- **ASSIGNED TASK**: Report, from the records below, every line where the word "wiper" appears.

[INPUT DATA — start]

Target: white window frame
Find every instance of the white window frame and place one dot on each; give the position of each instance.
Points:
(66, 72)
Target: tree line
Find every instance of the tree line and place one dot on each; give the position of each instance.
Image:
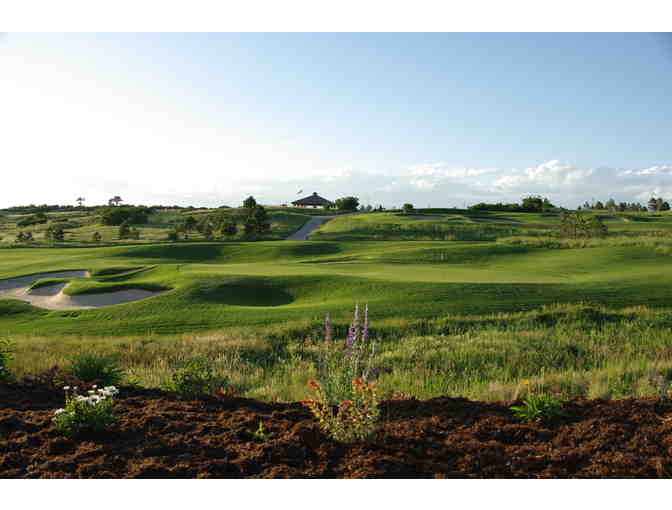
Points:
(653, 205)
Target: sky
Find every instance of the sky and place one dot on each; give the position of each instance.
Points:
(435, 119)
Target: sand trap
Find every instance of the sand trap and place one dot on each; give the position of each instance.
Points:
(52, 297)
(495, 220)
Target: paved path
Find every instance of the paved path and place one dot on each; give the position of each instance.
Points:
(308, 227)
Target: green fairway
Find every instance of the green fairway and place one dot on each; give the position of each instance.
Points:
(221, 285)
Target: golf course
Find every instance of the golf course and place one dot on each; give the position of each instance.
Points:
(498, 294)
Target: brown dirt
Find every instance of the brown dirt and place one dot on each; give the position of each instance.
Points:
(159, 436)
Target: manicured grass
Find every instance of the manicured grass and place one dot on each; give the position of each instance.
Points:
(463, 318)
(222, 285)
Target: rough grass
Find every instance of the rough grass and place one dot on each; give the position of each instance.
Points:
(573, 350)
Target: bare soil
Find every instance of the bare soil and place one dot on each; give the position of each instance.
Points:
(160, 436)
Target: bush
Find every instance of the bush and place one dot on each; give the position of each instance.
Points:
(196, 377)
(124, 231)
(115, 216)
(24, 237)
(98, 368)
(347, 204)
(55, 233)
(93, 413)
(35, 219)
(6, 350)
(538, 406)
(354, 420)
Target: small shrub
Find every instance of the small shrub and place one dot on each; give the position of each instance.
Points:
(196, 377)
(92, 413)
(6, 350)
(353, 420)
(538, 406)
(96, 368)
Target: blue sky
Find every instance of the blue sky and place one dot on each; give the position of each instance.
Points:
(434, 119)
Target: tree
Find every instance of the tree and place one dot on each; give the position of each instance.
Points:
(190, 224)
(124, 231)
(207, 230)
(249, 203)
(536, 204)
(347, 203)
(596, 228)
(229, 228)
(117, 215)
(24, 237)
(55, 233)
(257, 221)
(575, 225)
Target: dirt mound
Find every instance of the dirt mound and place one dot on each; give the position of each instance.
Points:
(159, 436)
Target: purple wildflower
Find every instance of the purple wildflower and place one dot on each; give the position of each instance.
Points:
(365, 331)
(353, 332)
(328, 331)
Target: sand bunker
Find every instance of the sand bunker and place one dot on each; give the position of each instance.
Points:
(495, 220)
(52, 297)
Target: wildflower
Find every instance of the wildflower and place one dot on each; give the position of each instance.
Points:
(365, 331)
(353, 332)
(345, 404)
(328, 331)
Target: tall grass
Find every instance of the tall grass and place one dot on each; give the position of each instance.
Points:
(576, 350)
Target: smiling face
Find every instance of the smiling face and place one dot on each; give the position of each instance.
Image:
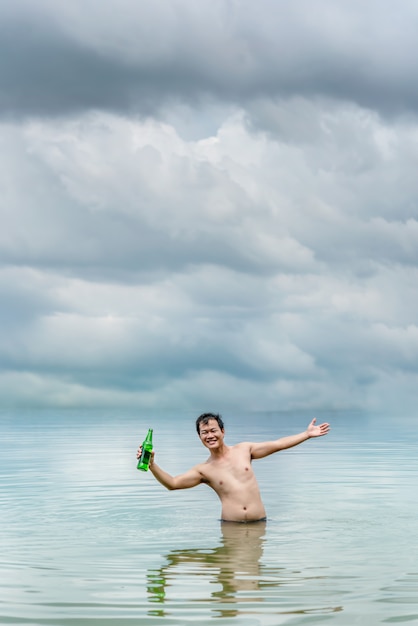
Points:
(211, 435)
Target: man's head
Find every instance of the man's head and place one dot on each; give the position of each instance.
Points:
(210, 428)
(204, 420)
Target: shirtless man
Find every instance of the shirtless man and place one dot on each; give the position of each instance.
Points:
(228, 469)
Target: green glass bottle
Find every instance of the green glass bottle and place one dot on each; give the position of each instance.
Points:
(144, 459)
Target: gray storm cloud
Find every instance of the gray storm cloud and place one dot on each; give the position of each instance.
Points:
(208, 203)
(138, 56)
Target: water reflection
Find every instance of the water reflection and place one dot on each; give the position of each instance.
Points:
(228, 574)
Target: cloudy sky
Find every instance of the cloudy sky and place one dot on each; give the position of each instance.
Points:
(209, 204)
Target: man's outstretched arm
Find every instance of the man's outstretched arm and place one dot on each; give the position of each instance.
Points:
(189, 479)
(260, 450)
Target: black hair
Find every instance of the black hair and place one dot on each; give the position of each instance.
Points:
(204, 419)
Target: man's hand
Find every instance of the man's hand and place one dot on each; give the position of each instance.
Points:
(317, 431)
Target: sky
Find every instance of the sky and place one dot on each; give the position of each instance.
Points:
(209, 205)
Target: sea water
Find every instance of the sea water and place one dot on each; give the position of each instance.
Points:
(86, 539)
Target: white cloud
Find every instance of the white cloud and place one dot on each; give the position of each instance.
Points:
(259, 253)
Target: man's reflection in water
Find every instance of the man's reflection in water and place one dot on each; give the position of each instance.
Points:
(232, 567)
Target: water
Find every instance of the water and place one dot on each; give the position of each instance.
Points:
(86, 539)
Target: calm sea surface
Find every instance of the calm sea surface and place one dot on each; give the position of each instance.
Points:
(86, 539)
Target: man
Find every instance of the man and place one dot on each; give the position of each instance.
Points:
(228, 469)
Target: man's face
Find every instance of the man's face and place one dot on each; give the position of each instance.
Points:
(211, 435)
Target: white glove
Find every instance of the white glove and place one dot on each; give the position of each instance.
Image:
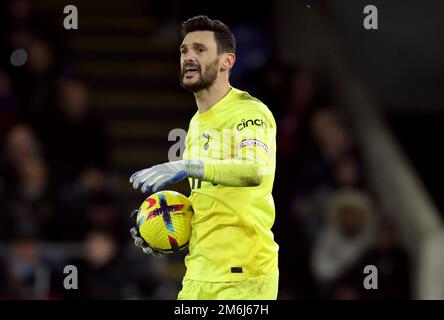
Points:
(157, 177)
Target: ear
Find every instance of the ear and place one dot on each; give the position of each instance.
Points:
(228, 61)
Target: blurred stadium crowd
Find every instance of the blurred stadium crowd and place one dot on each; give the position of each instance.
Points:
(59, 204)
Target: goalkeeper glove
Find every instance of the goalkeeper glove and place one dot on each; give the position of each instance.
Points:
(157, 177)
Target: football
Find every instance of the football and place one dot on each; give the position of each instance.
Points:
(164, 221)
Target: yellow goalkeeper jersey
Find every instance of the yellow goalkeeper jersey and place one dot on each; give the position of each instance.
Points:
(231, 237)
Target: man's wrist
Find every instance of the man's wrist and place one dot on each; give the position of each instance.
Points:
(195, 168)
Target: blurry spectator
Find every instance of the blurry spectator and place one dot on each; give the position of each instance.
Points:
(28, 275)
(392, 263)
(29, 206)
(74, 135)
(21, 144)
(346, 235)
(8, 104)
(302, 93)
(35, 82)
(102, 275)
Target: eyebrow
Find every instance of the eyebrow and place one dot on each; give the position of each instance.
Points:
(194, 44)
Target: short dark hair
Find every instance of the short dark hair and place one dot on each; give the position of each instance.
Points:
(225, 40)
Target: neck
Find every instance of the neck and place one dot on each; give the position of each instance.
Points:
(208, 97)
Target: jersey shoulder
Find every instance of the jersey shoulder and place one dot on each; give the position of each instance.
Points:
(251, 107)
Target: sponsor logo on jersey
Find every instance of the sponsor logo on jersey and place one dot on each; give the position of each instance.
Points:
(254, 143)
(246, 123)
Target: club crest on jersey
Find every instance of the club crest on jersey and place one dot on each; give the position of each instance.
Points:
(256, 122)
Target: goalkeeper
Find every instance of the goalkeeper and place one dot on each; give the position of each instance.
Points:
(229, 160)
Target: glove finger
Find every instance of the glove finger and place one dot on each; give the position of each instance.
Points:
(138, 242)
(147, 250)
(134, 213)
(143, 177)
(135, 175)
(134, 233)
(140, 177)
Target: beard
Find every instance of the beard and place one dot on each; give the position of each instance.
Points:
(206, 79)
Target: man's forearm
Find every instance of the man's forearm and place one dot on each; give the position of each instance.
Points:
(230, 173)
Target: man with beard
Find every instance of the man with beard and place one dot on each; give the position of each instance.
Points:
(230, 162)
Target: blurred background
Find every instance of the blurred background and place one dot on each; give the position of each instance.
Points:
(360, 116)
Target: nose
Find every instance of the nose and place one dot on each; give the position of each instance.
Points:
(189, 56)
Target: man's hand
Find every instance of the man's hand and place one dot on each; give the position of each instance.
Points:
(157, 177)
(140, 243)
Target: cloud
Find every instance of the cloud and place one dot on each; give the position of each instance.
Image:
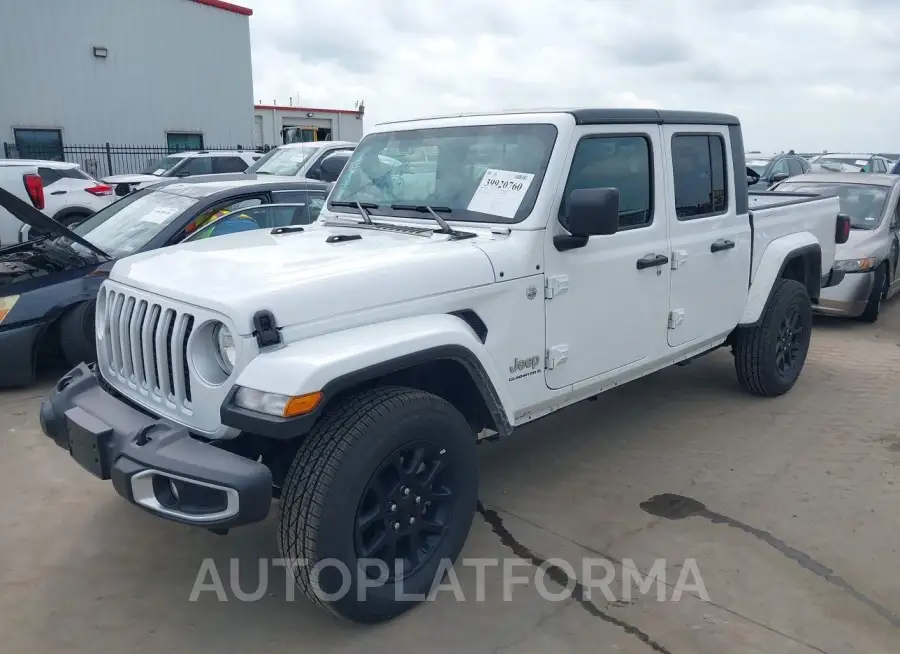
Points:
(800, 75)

[INPUT DATA — finish]
[INPUT DATA — start]

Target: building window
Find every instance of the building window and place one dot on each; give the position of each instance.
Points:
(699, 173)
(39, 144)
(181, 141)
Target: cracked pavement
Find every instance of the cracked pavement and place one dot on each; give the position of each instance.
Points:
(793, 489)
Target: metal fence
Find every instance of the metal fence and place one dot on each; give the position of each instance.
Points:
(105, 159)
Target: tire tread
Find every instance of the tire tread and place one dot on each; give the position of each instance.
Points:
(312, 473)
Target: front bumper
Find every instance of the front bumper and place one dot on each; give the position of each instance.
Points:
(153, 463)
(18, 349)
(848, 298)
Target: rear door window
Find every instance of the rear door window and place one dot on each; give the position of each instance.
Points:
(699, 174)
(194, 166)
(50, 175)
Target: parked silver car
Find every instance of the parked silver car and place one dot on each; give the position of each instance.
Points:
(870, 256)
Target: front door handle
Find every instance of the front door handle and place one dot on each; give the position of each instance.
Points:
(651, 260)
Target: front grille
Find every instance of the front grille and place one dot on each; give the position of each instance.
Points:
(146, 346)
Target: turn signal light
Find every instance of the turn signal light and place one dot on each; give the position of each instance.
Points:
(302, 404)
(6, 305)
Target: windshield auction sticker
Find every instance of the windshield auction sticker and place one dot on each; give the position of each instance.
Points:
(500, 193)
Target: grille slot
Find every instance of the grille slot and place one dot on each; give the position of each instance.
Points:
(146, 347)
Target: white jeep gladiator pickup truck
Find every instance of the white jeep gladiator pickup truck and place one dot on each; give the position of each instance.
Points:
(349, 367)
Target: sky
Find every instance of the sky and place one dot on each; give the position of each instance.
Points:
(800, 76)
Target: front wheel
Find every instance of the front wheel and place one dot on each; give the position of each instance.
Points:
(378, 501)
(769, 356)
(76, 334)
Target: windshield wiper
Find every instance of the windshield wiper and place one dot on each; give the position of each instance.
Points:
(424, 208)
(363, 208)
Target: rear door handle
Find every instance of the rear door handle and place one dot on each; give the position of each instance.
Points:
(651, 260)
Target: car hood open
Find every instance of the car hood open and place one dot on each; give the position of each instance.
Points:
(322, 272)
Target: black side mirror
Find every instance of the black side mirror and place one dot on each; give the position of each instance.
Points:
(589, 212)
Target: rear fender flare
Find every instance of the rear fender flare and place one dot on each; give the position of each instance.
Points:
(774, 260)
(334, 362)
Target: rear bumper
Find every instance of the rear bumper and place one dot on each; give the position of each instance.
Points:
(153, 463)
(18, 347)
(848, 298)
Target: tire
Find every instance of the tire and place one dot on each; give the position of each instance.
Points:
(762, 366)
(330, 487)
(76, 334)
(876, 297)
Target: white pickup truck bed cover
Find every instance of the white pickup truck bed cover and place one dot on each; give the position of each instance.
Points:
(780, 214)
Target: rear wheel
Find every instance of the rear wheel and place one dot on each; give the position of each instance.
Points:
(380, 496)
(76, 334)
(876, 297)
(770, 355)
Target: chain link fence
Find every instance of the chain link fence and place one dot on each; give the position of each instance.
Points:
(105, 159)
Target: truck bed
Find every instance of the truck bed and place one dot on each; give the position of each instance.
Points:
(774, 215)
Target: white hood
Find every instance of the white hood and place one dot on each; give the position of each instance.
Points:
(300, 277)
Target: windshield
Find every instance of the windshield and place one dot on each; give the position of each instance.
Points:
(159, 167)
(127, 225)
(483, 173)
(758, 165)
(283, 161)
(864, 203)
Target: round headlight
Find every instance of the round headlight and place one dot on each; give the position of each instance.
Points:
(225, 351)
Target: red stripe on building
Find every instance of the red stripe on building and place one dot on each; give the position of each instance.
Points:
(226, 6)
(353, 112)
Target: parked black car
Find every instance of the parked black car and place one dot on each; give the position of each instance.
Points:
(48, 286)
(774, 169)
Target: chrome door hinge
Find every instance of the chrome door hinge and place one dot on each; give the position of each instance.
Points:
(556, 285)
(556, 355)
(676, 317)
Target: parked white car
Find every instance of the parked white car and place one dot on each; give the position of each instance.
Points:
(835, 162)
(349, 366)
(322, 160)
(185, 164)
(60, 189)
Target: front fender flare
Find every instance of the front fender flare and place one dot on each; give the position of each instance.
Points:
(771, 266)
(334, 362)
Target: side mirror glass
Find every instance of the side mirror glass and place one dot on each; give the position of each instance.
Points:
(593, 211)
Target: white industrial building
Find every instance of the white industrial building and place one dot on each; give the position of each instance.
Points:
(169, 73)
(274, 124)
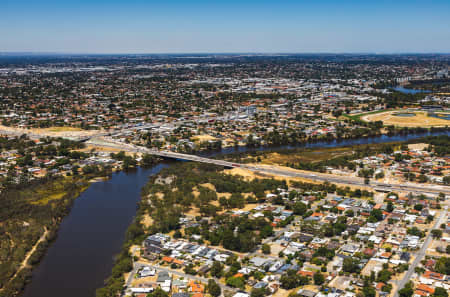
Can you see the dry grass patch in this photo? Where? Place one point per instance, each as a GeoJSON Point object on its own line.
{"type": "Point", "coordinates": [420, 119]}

[INPUT DATA — finish]
[INPUT DATA — start]

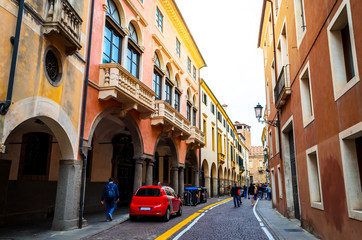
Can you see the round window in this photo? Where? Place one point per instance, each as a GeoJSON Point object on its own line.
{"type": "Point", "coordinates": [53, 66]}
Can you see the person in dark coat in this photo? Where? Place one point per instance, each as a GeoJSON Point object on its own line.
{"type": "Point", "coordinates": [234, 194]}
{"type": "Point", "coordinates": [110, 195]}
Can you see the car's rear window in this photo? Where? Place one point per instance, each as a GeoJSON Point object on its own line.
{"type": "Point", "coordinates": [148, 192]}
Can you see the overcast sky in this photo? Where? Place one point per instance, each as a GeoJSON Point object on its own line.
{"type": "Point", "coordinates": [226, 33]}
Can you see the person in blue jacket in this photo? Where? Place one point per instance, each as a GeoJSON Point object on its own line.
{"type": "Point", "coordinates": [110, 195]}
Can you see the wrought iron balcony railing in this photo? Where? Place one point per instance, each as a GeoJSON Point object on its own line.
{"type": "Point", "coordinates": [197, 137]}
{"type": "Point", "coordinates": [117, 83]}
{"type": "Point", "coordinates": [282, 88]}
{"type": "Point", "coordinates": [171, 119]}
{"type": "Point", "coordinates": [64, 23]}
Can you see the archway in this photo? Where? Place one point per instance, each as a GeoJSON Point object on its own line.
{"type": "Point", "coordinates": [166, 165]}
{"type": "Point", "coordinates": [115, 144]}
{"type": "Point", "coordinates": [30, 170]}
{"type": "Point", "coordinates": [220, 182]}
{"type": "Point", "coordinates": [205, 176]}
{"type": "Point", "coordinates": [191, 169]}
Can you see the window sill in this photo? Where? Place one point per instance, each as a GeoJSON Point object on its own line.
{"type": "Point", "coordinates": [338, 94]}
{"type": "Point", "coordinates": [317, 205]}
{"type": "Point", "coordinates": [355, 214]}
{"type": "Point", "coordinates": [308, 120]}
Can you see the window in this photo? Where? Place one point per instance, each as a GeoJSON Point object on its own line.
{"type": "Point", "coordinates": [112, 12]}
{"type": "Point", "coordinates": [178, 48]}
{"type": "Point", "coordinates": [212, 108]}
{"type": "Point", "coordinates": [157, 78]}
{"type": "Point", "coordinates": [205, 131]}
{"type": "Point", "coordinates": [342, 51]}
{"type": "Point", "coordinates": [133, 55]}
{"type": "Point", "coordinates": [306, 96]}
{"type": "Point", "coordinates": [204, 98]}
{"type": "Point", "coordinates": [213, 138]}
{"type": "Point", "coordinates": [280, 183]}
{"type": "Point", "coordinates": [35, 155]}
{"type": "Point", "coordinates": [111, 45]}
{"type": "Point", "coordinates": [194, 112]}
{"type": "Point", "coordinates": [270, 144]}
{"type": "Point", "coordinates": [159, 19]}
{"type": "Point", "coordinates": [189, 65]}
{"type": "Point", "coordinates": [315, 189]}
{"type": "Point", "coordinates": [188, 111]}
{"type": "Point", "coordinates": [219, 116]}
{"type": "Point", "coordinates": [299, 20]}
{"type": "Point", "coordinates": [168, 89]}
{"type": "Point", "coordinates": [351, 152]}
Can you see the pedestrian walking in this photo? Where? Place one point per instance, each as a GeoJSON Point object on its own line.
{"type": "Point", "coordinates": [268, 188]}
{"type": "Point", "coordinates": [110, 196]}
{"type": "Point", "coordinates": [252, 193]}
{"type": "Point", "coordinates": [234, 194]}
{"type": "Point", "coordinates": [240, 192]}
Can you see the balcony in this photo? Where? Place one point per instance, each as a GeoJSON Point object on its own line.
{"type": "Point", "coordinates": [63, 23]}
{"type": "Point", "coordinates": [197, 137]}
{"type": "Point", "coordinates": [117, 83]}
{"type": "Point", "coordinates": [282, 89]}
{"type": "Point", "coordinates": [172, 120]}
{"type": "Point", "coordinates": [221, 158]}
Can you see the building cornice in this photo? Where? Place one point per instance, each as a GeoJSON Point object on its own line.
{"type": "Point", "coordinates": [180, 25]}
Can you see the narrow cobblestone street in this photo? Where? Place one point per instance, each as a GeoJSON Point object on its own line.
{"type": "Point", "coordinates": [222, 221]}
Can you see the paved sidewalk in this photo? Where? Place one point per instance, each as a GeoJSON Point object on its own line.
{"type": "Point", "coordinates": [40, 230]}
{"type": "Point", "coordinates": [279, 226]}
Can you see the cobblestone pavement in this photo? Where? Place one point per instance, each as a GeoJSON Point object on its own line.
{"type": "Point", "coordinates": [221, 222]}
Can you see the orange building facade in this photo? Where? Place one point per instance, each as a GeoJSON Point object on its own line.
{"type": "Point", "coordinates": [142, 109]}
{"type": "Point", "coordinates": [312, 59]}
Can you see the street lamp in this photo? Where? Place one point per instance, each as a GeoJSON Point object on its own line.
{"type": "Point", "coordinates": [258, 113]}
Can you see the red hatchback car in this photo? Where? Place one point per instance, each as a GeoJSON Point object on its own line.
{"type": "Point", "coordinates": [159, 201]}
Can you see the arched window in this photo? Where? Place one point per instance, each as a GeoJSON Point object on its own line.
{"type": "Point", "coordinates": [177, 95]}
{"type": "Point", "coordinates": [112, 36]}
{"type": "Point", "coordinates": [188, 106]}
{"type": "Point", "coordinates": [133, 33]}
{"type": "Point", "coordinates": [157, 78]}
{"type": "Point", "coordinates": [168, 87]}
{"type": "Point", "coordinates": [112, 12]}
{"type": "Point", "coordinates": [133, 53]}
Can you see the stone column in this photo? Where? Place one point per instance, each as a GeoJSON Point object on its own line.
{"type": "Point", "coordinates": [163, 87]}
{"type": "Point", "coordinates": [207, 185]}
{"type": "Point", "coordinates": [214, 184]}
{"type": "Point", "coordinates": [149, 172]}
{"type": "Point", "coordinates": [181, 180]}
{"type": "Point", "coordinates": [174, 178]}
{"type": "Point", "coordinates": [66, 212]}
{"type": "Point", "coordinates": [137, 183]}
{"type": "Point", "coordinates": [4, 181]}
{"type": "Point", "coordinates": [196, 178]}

[INPUT DATA — finish]

- **TASK OUTPUT**:
Target: windshield wiper
Find every instance of the windshield wiper and place one dot on each; give the position of each instance.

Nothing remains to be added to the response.